AG: Do you want to get into that?

RT: Is it getting published?


AG: All of it is getting published (laughing). We’re doing an interview, it all gets published.

RT: That’s okay. One of the key things we were looking at, as I mentioned earlier, was a truly integrated solution, and what Cerner was offering looked very, very integrated. It was actually priced more competitively than one might think, and I think they were able to clearly articulate the vision for how our clinical world would look.

AG: If you had such a strong focus on integration, why not just go with McKesson, as you were already working with them?

RT: But McKesson’s Horizon suite of products doesn’t necessarily integrate a whole lot better with McKesson Series on the patient accounting side, in point of fact. Even though McKesson has an awful lot of good solutions, not all those solutions sit on a common database.

AG: Is that because some of the large vendors have grown from acquisitions?

RT: A lot of them did. It wouldn’t be that much different in terms of the relative levels of integration on both sides of the fence. We still have to build those interfaces.

AG: How can you make sure, as a CIO, that products from one vendor are really integrated?

RT: Just by using McKesson as an example, McKesson’s made great strides in integrating their clinical suite. I think the financials are still somewhat of a different animal, but they’ve really come a long way, even since we were going through the RFP in terms of actually integrating the various components of their Horizon suite.

First, I think, you have to make the decision, 'is integration the path that you want to go?' I mean, there are a lot of incredibly nimble organizations that have gone for a best-of-breed approach. For example, ‘I want to get the best lab system; that might be from company X; I want to get the best radiology system, that might be from company Y; I want to get the best tax system, that might be from company Z; and we’ll make it all talk to each other, we’ll do that.’ There are standards, which aren’t really standards, they’re more suggestions, but it’s some kind of a base line, and we’ll make it work. You look at an organization like Partners Healthcare up in Boston, and they really go for best of breed, and they’re not averse to building things themselves.

EXCERPTED RECORDS

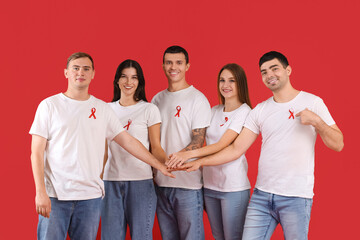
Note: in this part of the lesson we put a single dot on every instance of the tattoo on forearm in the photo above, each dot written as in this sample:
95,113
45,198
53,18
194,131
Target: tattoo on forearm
197,140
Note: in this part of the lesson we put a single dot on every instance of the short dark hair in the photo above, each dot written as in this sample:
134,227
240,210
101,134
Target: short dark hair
241,83
271,55
140,90
79,55
176,49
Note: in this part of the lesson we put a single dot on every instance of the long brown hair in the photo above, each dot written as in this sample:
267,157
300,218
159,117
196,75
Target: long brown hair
241,82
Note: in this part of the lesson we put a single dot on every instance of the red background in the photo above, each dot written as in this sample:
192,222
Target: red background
320,38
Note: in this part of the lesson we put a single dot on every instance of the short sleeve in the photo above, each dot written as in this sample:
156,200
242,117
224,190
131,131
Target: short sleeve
41,122
201,113
323,112
114,126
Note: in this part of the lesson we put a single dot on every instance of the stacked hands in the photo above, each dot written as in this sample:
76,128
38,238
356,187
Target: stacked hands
177,162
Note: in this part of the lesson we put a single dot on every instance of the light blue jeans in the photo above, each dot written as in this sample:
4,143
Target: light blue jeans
267,210
128,202
180,213
226,212
80,219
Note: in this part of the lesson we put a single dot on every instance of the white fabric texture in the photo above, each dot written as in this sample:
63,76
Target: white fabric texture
136,119
286,164
181,112
231,176
74,154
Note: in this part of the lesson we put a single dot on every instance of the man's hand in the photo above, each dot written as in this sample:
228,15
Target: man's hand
167,172
177,159
193,165
43,204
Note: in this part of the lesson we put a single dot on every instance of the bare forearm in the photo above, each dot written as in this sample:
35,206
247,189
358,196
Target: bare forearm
37,164
134,147
331,136
197,140
159,154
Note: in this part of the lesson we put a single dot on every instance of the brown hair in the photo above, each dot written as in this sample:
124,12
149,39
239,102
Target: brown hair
79,55
241,82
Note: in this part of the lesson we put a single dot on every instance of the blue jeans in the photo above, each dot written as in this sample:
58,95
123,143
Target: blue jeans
180,213
267,210
128,202
226,212
80,219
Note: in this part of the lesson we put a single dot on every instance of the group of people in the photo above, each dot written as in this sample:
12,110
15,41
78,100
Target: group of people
95,160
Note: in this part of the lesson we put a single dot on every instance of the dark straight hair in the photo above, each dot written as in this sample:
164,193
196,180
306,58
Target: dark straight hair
79,55
177,49
241,83
272,55
140,90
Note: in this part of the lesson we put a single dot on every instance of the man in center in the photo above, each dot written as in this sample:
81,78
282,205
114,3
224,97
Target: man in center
185,114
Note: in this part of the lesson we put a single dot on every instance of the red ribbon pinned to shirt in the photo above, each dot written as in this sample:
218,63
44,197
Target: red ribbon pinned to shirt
226,119
128,125
93,110
291,114
178,113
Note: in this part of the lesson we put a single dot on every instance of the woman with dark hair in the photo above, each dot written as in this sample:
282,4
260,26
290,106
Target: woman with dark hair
130,197
226,186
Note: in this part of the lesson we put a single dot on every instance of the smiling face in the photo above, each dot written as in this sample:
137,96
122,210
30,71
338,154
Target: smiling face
175,67
227,85
79,73
274,75
128,82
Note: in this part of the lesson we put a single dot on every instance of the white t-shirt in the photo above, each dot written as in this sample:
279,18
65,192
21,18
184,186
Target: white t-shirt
286,164
231,176
136,119
74,154
181,112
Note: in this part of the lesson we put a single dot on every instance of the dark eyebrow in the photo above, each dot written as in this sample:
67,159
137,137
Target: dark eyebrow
80,66
275,65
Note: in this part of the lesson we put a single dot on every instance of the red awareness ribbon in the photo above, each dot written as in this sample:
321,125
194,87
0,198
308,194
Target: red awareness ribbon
226,119
291,114
93,110
128,125
178,113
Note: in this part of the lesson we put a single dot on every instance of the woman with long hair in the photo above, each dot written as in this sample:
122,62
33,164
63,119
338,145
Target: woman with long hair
130,197
226,186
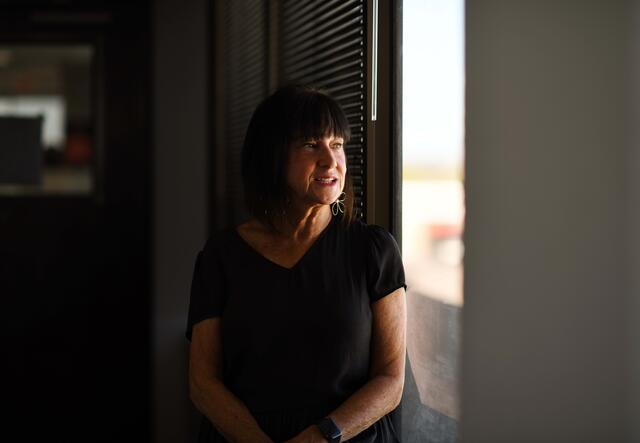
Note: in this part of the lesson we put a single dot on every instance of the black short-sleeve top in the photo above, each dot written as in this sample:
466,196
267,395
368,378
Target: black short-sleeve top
296,341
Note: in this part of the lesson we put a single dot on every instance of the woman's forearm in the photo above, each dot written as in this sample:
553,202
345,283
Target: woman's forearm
226,412
376,398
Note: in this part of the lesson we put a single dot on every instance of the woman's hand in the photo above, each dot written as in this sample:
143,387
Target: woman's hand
311,434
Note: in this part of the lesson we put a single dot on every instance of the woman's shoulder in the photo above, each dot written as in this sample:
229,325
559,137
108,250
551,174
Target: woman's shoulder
370,232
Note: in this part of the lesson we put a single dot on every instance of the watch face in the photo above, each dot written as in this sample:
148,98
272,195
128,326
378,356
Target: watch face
330,430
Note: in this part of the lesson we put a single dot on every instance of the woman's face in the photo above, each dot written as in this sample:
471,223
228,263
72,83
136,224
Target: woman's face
316,170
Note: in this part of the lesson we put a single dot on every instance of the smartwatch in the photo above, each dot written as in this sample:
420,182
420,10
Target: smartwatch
330,430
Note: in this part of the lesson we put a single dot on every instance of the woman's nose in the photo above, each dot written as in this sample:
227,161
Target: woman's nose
327,156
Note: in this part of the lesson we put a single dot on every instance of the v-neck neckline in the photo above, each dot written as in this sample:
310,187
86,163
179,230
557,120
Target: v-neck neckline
277,265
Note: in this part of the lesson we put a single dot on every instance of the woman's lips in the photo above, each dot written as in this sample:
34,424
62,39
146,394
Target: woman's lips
326,181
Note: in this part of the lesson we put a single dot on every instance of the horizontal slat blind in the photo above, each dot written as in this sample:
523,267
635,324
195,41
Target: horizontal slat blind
322,42
245,74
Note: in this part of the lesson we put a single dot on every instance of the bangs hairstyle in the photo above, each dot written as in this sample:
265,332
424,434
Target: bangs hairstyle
292,113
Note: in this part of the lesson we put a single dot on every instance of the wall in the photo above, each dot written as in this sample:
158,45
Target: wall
548,242
180,109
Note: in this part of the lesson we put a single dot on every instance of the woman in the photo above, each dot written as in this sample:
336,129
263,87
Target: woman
297,318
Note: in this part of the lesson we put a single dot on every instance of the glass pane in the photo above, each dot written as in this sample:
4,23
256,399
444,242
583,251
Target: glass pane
433,213
46,120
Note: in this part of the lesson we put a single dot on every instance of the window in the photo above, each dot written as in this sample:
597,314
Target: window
433,211
46,119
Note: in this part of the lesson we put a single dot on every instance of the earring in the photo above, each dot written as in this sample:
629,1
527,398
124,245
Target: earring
338,205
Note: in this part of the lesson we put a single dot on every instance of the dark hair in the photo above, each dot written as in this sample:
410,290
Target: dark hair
292,112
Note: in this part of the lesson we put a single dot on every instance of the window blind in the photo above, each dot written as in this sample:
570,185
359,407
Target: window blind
323,43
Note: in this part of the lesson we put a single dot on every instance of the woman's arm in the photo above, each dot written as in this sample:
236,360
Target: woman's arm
382,393
227,413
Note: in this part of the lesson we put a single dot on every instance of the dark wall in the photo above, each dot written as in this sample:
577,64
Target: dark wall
75,270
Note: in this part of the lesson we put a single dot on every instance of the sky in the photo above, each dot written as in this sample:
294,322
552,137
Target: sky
433,82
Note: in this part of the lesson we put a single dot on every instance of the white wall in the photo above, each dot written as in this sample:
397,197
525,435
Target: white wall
550,176
180,221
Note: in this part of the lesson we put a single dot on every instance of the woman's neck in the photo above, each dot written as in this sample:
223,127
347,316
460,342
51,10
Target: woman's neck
302,224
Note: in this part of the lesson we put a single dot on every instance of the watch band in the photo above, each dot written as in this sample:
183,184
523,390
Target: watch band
330,430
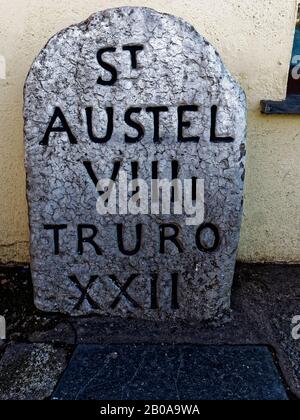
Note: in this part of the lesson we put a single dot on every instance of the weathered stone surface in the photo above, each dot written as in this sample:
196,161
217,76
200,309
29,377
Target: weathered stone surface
176,67
171,373
30,371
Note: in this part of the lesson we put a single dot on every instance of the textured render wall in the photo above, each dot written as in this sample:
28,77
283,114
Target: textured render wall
254,38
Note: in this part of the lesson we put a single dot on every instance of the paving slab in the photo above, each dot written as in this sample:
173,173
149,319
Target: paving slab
171,372
30,371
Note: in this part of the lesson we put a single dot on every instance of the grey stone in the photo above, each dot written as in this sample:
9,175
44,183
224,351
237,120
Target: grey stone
181,372
30,371
177,67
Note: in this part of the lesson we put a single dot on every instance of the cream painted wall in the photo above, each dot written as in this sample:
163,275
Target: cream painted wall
254,37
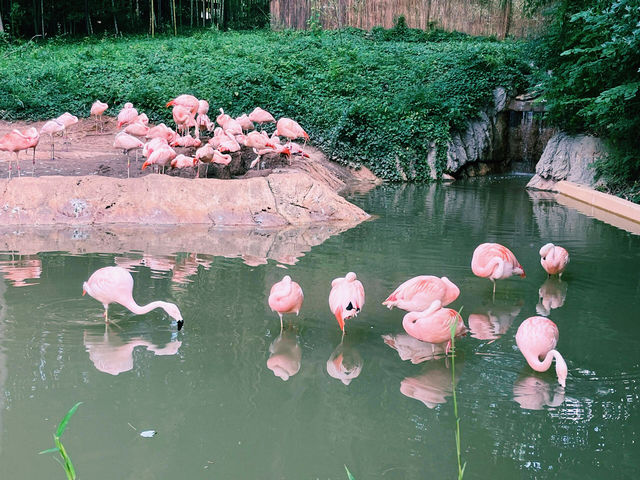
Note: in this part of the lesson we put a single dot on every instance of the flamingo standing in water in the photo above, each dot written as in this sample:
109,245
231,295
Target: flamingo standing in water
433,325
285,297
115,285
346,298
496,262
537,338
97,109
51,128
14,141
553,259
418,293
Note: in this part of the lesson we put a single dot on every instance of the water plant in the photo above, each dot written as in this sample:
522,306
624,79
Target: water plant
66,463
452,331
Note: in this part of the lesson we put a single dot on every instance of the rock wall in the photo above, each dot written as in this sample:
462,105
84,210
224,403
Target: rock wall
280,199
569,158
481,147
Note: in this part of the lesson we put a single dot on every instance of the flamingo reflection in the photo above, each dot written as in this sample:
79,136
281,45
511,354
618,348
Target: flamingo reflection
412,349
18,271
433,385
533,392
552,294
112,354
286,354
491,322
345,363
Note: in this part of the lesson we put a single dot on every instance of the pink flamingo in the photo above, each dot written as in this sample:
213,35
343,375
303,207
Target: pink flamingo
161,157
536,338
127,115
97,109
188,101
433,325
285,297
496,262
34,138
127,143
553,259
418,293
51,128
285,357
14,141
346,298
261,116
115,285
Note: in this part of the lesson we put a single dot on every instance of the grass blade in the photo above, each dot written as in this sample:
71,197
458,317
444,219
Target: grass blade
65,420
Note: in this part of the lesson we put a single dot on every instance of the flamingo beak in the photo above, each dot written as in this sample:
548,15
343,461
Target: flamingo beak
340,319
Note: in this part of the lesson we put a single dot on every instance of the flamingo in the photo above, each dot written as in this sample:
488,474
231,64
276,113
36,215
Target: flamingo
536,338
553,259
162,157
346,298
433,325
285,297
115,285
66,119
14,141
285,355
127,115
34,138
418,293
496,262
261,116
127,143
97,109
188,101
51,128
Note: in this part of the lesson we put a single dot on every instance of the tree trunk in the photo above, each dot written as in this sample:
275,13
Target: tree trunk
173,14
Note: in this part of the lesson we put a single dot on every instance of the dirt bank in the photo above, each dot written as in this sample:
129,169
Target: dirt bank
87,183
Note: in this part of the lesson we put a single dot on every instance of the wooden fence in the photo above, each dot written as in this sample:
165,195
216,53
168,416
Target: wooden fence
476,17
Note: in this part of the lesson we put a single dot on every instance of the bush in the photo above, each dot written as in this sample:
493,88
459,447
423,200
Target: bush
363,101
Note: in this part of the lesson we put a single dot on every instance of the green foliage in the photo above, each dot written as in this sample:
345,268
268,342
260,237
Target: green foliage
66,463
592,50
363,101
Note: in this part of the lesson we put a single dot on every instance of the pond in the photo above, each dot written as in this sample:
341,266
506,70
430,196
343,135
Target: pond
220,411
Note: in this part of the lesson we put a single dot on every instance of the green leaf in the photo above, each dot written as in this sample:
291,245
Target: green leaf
65,420
349,476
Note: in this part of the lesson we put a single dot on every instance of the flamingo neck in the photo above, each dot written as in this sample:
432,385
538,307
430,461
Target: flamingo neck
142,309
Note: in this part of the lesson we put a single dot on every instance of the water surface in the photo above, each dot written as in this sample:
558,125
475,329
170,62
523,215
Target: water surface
377,401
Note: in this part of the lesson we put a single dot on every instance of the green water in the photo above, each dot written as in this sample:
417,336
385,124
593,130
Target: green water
220,412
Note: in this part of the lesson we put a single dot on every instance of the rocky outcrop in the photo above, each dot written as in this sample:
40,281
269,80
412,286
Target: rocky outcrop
277,200
480,148
569,158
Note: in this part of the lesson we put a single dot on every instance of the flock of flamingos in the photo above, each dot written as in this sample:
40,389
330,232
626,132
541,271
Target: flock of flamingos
229,136
424,297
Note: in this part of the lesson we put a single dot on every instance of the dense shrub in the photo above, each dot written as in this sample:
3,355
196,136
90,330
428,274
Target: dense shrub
362,100
592,50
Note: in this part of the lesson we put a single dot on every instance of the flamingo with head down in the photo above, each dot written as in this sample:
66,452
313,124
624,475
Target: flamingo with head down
496,262
537,338
115,285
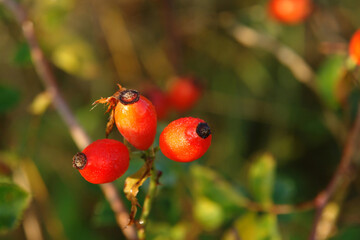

ACTIVITY 1
Answer these questions from the interview:
(a) According to RT, how was Cerner's offering priced?
(b) What does RT say is true of McKesson's solutions with respect to a database?
(c) Which organization does RT give as an example of going for a best-of-breed approach?
ACTIVITY 2
Continue the interview about choosing a hospital information system vendor from the point where it stops.

ANSWER AREA 1
(a) More competitively than one might think.
(b) Not all of those solutions sit on a common database.
(c) Partners Healthcare in Boston.

ANSWER AREA 2
We felt, organizationally, that we would be best served by having a common database, by having a common look and feel, by having one throat to choke, if you will, if the implementation was going south. But if you have 10 different vendors that are participating in trying to roll out a robust clinical information solution, you get a lot of finger pointing. That was something we had made a decision about — we didn’t want to go down that path. So, I think there are many, many good arguments for if you have the fortitude to do that, try to do the best-of-breed and interfacing things. It’s very doable, many highly successful organizations have done that. I think, in our environment, we felt that wasn’t the path to take.

AG: As a final question, what are the most important skills to be a successful CIO today? Also, what is the hardest part of your job?

RT: I think the most important skills for a CIO to have are to be a leader, be a visionary, be able to obtain buy-in of the value proposition of technology through all quarters of the organization. I think that’s a really important thing to do. Be able to get people to think of technology as a strategic asset. How can we bring technology to bear to fulfill our strategic goals? We always have people thinking of that, that’s something which I think is very, very important. And to be able to lead, like I said, to be able to be a visionary and see where things are going two, three, four years out, to see clever ways to be able to address issues. I think those are things that are really important for a CIO.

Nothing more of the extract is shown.